◆ What is being asked
Below are records to print word for word; include none of their pictures.

Data items
______________________________

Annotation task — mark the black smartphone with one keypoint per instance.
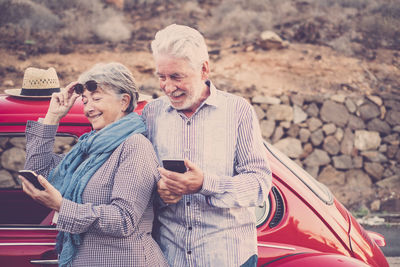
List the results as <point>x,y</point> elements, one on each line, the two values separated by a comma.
<point>175,165</point>
<point>31,176</point>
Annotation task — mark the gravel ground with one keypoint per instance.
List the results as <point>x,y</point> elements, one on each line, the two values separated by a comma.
<point>393,261</point>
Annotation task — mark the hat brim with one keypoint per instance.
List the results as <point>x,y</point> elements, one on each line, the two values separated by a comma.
<point>17,92</point>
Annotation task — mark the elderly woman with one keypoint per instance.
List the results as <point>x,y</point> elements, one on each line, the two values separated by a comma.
<point>103,188</point>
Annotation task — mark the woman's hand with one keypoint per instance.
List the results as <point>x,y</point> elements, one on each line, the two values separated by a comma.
<point>50,197</point>
<point>60,104</point>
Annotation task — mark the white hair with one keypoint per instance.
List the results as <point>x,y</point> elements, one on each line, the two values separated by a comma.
<point>181,42</point>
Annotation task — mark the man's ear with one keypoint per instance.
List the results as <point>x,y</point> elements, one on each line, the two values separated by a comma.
<point>205,70</point>
<point>126,99</point>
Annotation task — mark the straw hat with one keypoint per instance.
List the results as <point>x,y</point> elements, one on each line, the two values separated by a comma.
<point>37,83</point>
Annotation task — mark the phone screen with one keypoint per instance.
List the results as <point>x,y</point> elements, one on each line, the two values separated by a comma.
<point>31,177</point>
<point>174,165</point>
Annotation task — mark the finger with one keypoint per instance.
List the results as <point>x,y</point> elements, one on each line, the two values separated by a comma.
<point>47,186</point>
<point>189,165</point>
<point>70,88</point>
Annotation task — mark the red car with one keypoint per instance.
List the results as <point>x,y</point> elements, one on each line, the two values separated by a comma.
<point>301,223</point>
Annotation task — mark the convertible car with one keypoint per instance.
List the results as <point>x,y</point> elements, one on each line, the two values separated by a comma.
<point>300,224</point>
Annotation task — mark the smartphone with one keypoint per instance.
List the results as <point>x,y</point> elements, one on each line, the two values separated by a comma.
<point>175,165</point>
<point>31,176</point>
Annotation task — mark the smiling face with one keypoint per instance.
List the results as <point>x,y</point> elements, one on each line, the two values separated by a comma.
<point>184,86</point>
<point>103,107</point>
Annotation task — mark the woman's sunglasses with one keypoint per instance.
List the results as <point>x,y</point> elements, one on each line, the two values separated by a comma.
<point>91,86</point>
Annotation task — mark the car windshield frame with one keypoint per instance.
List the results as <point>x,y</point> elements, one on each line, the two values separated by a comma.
<point>319,189</point>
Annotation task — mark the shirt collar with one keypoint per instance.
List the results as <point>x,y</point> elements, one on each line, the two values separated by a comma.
<point>211,100</point>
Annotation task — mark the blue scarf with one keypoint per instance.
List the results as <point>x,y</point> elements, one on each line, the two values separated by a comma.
<point>73,173</point>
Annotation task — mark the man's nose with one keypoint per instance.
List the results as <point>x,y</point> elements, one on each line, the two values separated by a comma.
<point>168,86</point>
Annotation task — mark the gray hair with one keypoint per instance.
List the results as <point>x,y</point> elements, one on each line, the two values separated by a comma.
<point>117,79</point>
<point>182,42</point>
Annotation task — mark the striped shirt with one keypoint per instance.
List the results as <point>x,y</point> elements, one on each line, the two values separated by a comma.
<point>215,227</point>
<point>116,217</point>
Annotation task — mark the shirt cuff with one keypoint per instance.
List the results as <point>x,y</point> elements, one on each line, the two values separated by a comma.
<point>42,130</point>
<point>66,215</point>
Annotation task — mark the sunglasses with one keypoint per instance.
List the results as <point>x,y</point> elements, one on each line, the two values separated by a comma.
<point>91,86</point>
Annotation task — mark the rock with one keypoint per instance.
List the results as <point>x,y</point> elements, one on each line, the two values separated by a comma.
<point>304,135</point>
<point>19,142</point>
<point>342,162</point>
<point>357,162</point>
<point>329,128</point>
<point>392,150</point>
<point>307,149</point>
<point>291,147</point>
<point>329,176</point>
<point>351,107</point>
<point>374,156</point>
<point>347,144</point>
<point>277,134</point>
<point>297,99</point>
<point>331,145</point>
<point>259,112</point>
<point>313,124</point>
<point>271,40</point>
<point>317,137</point>
<point>374,169</point>
<point>378,125</point>
<point>391,183</point>
<point>317,158</point>
<point>13,159</point>
<point>312,170</point>
<point>280,112</point>
<point>376,205</point>
<point>369,111</point>
<point>376,99</point>
<point>298,115</point>
<point>267,128</point>
<point>6,180</point>
<point>393,117</point>
<point>335,113</point>
<point>366,140</point>
<point>293,130</point>
<point>312,110</point>
<point>339,134</point>
<point>338,98</point>
<point>259,99</point>
<point>355,123</point>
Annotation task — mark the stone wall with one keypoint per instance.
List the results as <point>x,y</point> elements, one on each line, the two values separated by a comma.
<point>349,143</point>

______________________________

◆ Written response
Annotation task — mark the black smartphone with one keypoint per instance.
List the results as <point>x,y</point> elements, one on each line, the two values separated by a comma.
<point>175,165</point>
<point>31,176</point>
Annotation task — mark the gravel ground with one keypoint per instance.
List the results as <point>x,y</point> elements, one on each line, the two values separated by a comma.
<point>393,261</point>
Annotation task — mark the hat brim with one keypoint per instance.
List the results as <point>x,y</point> elements, one on each line, the two values separated by a comma.
<point>17,92</point>
Annotation task — mark the elderly woman with one keypoint per instance.
List the results as <point>x,y</point> elements, one on each line, the two values separated by a comma.
<point>103,188</point>
Annotation task — mark the woman's hand with one keypoint per instance.
List the results as <point>x,y</point> elements, one on each line, the two values separated by a comma.
<point>50,197</point>
<point>60,104</point>
Annotation task — mark the white hair with one keypoint per instance.
List the results as <point>x,y</point> elements, one on each line, the two values separated by a comma.
<point>181,42</point>
Annotation task — mark the man's ear with one keypoint per instance.
List the results as <point>x,y</point> elements, one on each line, the two values separated by a comma.
<point>205,70</point>
<point>126,99</point>
Annotation task — mark the straw hat with one keypoint per instance.
List the results as <point>x,y</point> elements, one on each line, the two values separated by a comma.
<point>37,83</point>
Annotation task — mark the phone screen with one keypoint per instance.
List the results as <point>x,y</point> elements, one on each line, the two values separated by a comma.
<point>31,177</point>
<point>174,165</point>
Annotation task — mark the finger with one keypoint per instance.
List the results as <point>x,y</point> elements, one on each line, the two values separated by a comma.
<point>47,186</point>
<point>189,165</point>
<point>70,88</point>
Annotation task — mark the red car with one keypoint per instance.
List the results as <point>x,y</point> elements, one on each line, the two values separated by a comma.
<point>301,223</point>
Annotation task — mark the convertible car with one keypoint per instance.
List the results as <point>x,y</point> elements, one on each line, the two values separated by a comma.
<point>300,224</point>
Annotation task — mark the smartphone with one keypoint per instance.
List the results as <point>x,y</point> elements, one on each line, the two values separated by a comma.
<point>175,165</point>
<point>31,176</point>
Annotation task — mark the smiling face with one keypoint per instance.
List the results as <point>x,y</point> elements, one on each line, the two values separated by a comma.
<point>184,86</point>
<point>103,107</point>
Annotation task — mark the woman's sunglasses with one keypoint per instance.
List the results as <point>x,y</point> elements, one on each line, the two values separated by a comma.
<point>91,86</point>
Annotation task — mark the car windshield frame with one keypoint per instance.
List the results as <point>x,y</point> elements, one on each line, the two values separated by a comma.
<point>319,189</point>
Annotation task — mark the shirt collar with one keypoint per instance.
List the results as <point>x,y</point> elements, one on each line, the two values separated by a comma.
<point>211,100</point>
Annotation task — mark the blue scarf with one keypoint per instance.
List the results as <point>x,y</point> elements, one on each line, the two values separated by a comma.
<point>73,173</point>
Annotation task — mark the man's nose with one keypoint per instance.
List the results as <point>x,y</point> elements, one on each line, the two values separated by a comma.
<point>168,86</point>
Annotation task — mark the gray hair with one keypoint per instance.
List the results as <point>x,y</point> elements, one on each line, the two values separated by a comma.
<point>117,79</point>
<point>182,42</point>
Annotation task — mark the striped shirt with one keypoint per instance.
List the results as <point>x,y</point> elements, one on each line, the two values separated by a comma.
<point>215,227</point>
<point>116,217</point>
Annotation task — mark the shirt cuff with one keypoint per instance.
List the results as <point>x,y</point> elements, one on each line, the two values separated by a comma.
<point>42,130</point>
<point>66,215</point>
Annotation task — mark the sunglasses with one keypoint per instance.
List the results as <point>x,y</point> elements, one on each line, the two values separated by a comma.
<point>91,86</point>
Annotation task — mark the rock with one keypoint per instance.
List the results as <point>x,y</point> elements, one on each line, the two values separated by a comma.
<point>304,135</point>
<point>19,142</point>
<point>342,162</point>
<point>357,162</point>
<point>329,128</point>
<point>392,150</point>
<point>307,149</point>
<point>291,147</point>
<point>329,176</point>
<point>351,107</point>
<point>374,156</point>
<point>347,144</point>
<point>277,134</point>
<point>297,99</point>
<point>331,145</point>
<point>259,112</point>
<point>313,124</point>
<point>271,40</point>
<point>317,137</point>
<point>374,169</point>
<point>378,125</point>
<point>391,183</point>
<point>317,158</point>
<point>13,159</point>
<point>312,170</point>
<point>280,112</point>
<point>376,205</point>
<point>369,111</point>
<point>376,99</point>
<point>298,115</point>
<point>267,128</point>
<point>6,180</point>
<point>393,117</point>
<point>335,113</point>
<point>366,140</point>
<point>293,130</point>
<point>312,110</point>
<point>339,134</point>
<point>338,98</point>
<point>259,99</point>
<point>355,123</point>
Annotation task — mark the stone wall with one keypoint per instance.
List the results as <point>x,y</point> elements, one on each line, the two values separated by a comma.
<point>349,143</point>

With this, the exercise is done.